Among the lines of the data, copy those that hold "station".

** Opening Exercise inputs block **

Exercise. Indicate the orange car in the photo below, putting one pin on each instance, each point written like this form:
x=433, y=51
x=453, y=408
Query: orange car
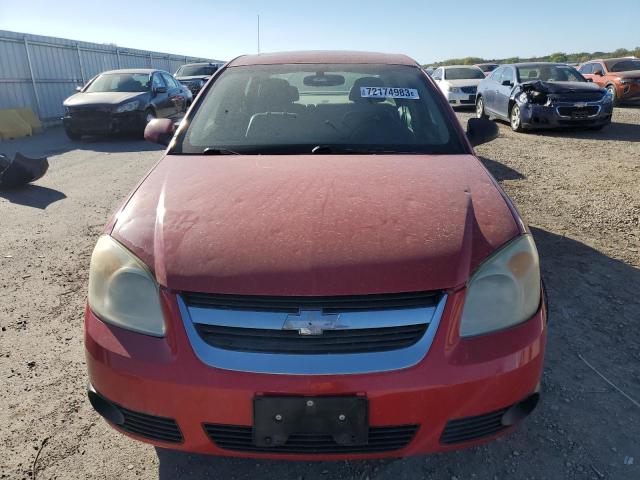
x=621, y=76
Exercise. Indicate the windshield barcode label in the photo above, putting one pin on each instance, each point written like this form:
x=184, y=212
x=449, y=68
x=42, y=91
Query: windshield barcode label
x=389, y=92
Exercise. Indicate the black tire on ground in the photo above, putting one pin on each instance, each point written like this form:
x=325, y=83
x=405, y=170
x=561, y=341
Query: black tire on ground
x=515, y=120
x=480, y=113
x=75, y=136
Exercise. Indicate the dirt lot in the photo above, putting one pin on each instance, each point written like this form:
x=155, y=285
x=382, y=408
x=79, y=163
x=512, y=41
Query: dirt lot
x=579, y=191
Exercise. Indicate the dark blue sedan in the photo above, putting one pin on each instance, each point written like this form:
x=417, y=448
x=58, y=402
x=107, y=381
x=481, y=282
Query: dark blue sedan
x=543, y=95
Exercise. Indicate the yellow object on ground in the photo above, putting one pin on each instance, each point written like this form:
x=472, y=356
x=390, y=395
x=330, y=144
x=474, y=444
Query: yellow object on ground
x=13, y=126
x=31, y=118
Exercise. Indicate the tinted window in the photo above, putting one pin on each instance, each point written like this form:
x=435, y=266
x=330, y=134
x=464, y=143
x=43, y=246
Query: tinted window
x=587, y=68
x=623, y=65
x=497, y=74
x=344, y=108
x=120, y=82
x=549, y=73
x=462, y=73
x=488, y=67
x=507, y=75
x=196, y=70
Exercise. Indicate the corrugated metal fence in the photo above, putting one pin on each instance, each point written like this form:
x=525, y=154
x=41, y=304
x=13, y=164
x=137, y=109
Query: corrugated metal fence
x=40, y=72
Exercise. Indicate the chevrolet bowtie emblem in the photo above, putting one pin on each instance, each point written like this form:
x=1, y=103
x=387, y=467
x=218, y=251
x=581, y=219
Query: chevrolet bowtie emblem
x=311, y=322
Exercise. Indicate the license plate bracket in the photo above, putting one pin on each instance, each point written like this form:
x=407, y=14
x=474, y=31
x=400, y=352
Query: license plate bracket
x=275, y=418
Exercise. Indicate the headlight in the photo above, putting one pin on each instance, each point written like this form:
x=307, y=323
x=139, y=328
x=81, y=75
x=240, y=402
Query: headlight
x=504, y=291
x=128, y=107
x=122, y=290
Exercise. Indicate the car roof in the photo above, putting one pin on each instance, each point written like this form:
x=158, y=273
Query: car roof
x=532, y=64
x=460, y=66
x=199, y=63
x=323, y=56
x=134, y=70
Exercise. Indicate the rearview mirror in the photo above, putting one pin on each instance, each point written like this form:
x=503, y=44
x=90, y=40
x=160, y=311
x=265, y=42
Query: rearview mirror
x=480, y=130
x=159, y=130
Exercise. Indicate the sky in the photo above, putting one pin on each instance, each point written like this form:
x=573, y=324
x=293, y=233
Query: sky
x=426, y=30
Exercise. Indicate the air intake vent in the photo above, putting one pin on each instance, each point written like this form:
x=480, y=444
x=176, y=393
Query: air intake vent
x=381, y=439
x=149, y=426
x=337, y=304
x=471, y=428
x=330, y=341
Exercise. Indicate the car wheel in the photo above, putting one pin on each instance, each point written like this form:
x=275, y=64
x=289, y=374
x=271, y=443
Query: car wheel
x=614, y=96
x=480, y=108
x=515, y=120
x=75, y=136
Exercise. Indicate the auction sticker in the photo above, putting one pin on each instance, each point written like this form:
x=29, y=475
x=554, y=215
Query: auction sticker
x=389, y=92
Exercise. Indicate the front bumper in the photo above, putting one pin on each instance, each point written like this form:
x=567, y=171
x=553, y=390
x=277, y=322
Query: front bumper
x=458, y=378
x=541, y=116
x=103, y=122
x=630, y=91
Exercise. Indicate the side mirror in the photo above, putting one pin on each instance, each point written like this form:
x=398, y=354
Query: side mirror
x=480, y=130
x=159, y=130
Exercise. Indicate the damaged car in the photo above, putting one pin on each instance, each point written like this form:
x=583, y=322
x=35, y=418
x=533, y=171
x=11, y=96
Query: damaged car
x=543, y=95
x=319, y=267
x=124, y=101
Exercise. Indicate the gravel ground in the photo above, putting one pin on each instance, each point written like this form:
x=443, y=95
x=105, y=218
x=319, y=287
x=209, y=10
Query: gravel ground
x=579, y=191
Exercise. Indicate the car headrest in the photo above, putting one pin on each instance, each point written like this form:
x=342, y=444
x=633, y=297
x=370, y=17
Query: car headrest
x=354, y=94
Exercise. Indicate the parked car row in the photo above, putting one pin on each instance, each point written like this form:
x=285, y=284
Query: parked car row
x=127, y=100
x=542, y=94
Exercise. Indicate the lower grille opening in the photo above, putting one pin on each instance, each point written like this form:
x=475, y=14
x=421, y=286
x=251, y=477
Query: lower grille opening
x=381, y=439
x=331, y=341
x=161, y=429
x=472, y=428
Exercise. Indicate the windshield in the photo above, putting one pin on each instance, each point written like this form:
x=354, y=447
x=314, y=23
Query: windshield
x=489, y=67
x=337, y=108
x=623, y=65
x=461, y=73
x=196, y=70
x=549, y=73
x=120, y=82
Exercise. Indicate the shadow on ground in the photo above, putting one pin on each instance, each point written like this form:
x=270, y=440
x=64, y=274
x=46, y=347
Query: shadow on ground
x=34, y=196
x=53, y=141
x=593, y=305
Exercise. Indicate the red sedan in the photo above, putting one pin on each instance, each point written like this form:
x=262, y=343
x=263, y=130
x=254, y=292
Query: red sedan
x=318, y=268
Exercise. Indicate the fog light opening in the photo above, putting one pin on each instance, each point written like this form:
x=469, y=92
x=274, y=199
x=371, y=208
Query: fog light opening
x=104, y=407
x=520, y=410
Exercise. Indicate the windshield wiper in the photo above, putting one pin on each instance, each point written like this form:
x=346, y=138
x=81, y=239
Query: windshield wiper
x=218, y=151
x=337, y=150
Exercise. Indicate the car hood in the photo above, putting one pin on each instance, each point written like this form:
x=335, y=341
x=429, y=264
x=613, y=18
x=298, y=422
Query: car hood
x=315, y=225
x=469, y=82
x=101, y=98
x=560, y=87
x=629, y=74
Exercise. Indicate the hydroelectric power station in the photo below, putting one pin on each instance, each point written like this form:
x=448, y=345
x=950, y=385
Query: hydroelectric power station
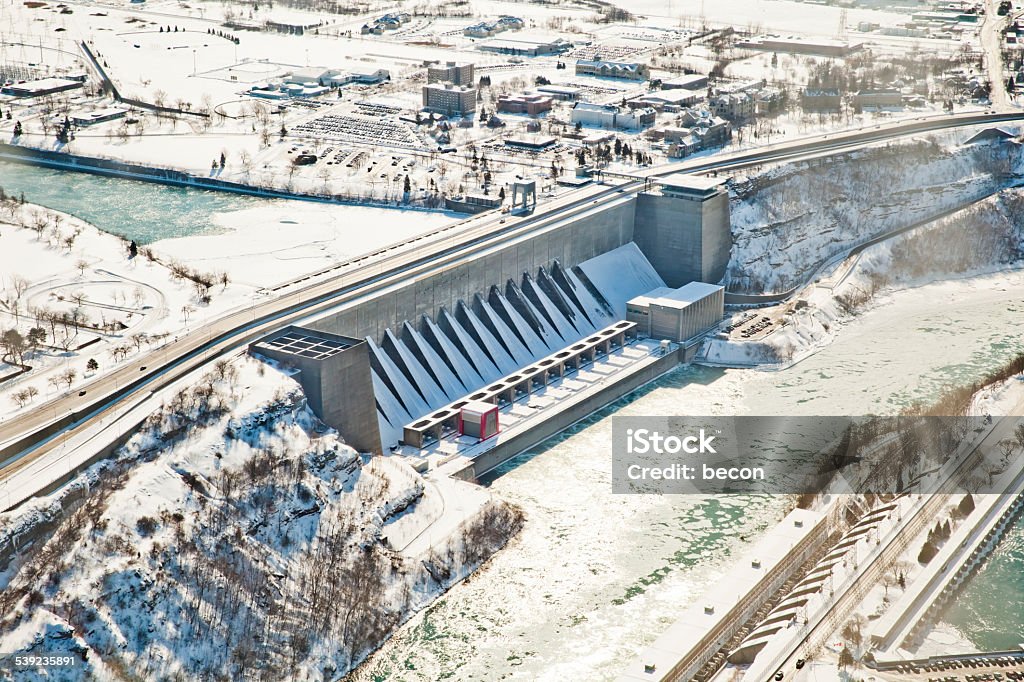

** Closing Exercise inputs block **

*Solution to the problem*.
Exercise. Indicate the hydroelectric power station in the photo below, putting one pin on each instance, each point written like this form:
Query: hydroelectric power station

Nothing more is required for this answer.